◆ **Short task**: Lay out the data below as a Markdown table with the columns No. and Text. Cover only the stretch from the line containing "rear reflector, the" through the end of the data, both ends included, giving each line its own row and leaving out blank lines.

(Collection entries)
┌──

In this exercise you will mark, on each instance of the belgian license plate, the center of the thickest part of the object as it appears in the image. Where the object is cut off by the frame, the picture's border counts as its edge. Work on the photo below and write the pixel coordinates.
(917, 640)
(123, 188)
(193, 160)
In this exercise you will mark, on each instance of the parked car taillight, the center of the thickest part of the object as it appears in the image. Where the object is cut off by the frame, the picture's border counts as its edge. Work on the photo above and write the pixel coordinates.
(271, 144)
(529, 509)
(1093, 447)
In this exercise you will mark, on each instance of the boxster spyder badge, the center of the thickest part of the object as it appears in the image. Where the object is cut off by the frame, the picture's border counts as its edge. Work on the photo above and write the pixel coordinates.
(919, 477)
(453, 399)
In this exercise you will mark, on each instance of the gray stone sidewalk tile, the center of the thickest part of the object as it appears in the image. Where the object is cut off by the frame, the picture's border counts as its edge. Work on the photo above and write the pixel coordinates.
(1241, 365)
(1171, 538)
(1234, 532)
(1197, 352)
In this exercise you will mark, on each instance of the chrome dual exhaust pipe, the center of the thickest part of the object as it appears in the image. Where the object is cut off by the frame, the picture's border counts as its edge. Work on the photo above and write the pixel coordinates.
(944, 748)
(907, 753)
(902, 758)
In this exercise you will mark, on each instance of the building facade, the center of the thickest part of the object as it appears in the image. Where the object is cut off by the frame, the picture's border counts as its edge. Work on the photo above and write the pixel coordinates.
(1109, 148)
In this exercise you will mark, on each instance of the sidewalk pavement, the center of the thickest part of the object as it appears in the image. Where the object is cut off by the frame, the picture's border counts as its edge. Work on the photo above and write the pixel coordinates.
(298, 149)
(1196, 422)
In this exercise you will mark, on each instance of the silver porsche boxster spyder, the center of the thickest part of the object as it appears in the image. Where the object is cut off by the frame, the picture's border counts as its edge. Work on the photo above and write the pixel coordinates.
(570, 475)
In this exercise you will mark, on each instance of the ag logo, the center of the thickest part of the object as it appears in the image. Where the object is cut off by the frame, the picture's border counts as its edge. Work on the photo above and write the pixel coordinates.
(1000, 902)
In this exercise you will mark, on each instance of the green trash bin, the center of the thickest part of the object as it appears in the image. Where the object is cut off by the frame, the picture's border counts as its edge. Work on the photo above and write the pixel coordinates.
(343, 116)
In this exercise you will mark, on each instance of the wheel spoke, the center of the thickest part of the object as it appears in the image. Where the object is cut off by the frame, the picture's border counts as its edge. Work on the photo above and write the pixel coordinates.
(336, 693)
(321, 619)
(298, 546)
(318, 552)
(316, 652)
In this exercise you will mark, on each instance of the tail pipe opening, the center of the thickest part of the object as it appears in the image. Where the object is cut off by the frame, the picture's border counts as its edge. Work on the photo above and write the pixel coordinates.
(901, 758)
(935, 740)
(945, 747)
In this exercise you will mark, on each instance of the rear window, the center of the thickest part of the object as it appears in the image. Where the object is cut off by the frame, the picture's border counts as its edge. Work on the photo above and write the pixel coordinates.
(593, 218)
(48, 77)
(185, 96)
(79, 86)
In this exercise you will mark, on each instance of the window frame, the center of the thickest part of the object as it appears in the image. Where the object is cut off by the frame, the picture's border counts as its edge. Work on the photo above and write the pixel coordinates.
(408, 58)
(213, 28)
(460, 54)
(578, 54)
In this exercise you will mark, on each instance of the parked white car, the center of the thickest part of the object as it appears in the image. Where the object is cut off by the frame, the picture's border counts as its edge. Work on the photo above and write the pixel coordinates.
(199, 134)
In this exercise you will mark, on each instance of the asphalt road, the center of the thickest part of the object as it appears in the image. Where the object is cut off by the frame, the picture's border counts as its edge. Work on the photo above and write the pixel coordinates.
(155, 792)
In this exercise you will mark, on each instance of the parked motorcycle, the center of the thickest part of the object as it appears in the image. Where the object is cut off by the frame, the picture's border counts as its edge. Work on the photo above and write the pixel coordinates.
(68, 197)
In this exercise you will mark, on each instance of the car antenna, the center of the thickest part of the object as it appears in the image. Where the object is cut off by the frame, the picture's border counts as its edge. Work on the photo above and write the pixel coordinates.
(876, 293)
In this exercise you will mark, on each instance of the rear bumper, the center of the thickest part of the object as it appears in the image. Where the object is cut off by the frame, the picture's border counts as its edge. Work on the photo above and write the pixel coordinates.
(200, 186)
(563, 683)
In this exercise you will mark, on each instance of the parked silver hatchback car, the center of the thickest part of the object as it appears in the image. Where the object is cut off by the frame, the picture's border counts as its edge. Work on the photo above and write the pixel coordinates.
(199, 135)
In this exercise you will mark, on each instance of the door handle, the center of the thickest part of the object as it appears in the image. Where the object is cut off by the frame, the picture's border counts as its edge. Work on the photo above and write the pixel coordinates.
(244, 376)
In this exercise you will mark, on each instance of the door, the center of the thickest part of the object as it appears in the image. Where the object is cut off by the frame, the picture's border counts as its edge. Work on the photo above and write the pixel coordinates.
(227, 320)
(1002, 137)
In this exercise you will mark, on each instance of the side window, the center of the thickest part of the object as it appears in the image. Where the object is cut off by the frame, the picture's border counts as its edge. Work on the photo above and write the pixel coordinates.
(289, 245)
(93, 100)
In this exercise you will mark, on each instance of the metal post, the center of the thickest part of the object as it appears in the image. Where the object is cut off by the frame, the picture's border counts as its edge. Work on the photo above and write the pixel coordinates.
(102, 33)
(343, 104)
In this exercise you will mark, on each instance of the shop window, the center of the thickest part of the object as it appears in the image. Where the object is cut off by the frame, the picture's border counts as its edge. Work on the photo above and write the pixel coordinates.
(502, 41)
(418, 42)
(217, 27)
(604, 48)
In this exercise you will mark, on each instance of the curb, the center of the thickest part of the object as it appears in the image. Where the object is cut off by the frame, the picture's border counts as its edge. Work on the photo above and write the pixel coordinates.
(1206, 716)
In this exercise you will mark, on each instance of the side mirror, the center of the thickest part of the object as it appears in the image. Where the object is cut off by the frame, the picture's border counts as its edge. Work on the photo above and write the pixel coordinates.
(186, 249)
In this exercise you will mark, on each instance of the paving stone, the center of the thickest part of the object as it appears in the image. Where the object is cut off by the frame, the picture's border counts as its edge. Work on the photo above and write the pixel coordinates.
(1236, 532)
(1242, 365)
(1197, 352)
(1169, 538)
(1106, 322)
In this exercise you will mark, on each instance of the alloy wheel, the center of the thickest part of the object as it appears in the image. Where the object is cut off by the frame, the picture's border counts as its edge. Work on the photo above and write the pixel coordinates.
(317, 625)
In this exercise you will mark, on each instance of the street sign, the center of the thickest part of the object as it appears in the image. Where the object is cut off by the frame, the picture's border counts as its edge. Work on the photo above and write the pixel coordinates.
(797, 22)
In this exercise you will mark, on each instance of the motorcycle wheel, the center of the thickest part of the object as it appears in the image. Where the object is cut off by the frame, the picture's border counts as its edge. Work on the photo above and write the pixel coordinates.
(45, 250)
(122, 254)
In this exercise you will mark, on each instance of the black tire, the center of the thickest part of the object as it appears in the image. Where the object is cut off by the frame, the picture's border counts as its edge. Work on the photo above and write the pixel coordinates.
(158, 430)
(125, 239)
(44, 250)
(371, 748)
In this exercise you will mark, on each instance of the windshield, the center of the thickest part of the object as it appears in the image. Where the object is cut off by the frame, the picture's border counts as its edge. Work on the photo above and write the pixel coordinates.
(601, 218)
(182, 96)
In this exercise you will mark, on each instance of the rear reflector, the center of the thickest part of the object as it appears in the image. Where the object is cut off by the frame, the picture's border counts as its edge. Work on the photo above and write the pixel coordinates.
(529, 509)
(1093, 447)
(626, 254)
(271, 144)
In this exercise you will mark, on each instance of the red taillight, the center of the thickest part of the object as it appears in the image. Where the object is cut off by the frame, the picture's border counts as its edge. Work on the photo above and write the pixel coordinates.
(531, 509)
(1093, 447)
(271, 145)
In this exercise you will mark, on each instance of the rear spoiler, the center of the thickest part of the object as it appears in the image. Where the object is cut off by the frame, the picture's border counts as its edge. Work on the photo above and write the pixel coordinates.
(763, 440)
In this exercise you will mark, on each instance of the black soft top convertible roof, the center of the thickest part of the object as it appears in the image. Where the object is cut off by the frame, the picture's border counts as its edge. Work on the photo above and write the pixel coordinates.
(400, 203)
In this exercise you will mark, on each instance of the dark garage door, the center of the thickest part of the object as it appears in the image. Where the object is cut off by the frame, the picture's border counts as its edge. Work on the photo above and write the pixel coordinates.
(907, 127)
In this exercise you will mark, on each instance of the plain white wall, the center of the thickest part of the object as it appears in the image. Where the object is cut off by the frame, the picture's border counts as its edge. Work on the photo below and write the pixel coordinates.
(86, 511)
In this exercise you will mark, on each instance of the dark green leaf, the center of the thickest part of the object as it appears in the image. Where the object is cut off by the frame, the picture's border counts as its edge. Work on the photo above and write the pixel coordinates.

└──

◆ **Output below**:
| No. | Text |
|---|---|
| 1 | In this exercise you will mark, on each instance of the rear reflector, the center of the thickest part of the object as it appears in the image. Where the object is cut off by the frame, the picture's border counts as its edge. Work on the photo above and write the pixel coordinates. |
| 2 | (529, 509) |
| 3 | (1093, 447) |
| 4 | (626, 254) |
| 5 | (271, 144) |
| 6 | In this exercise you will mark, on each instance of the red taillight, the center of the thickest part of the object as it appears in the image. Where the object is cut off by the frame, the picture's border counts as its edge. Work on the photo above and write the pixel coordinates. |
| 7 | (531, 509) |
| 8 | (1093, 447) |
| 9 | (271, 145) |
| 10 | In this exercise you will mark, on each instance of the rear spoiler, the center of the thickest part of the object as it appears in the image. Where the object is cut off by the frame, the picture's border counts as its edge. Work on the photo above and write the pixel coordinates. |
| 11 | (763, 440) |
| 12 | In this exercise you will mark, on each instance of the black soft top convertible roof, the center of the thickest part of the object as it appears in the image. Where the object is cut off by the frame, the picture's border counts as its edge. Work on the photo above and write the pixel coordinates. |
| 13 | (400, 203) |
| 14 | In this exercise you will mark, on each instance of the dark garage door, the center of the thickest part of the object as it appears in the image. Where the object is cut off by the frame, the picture's border counts as its edge. Work on the photo above and write the pixel coordinates. |
| 15 | (907, 127) |
| 16 | In this exercise you will mark, on each instance of the plain white wall, the center of the thickest part of the object as it appears in the image. Where the object is cut off by the frame, the picture's border counts as its edge. Work on the photo below and write the pixel coordinates. |
| 17 | (86, 511) |
| 18 | In this exercise you will mark, on each instance of the dark green leaf, the center of the thickest part of the object as it appears in the image. Where the object is cut off by the frame, the picture's border counts as its edge. Work on the photo above and write the pixel coordinates. |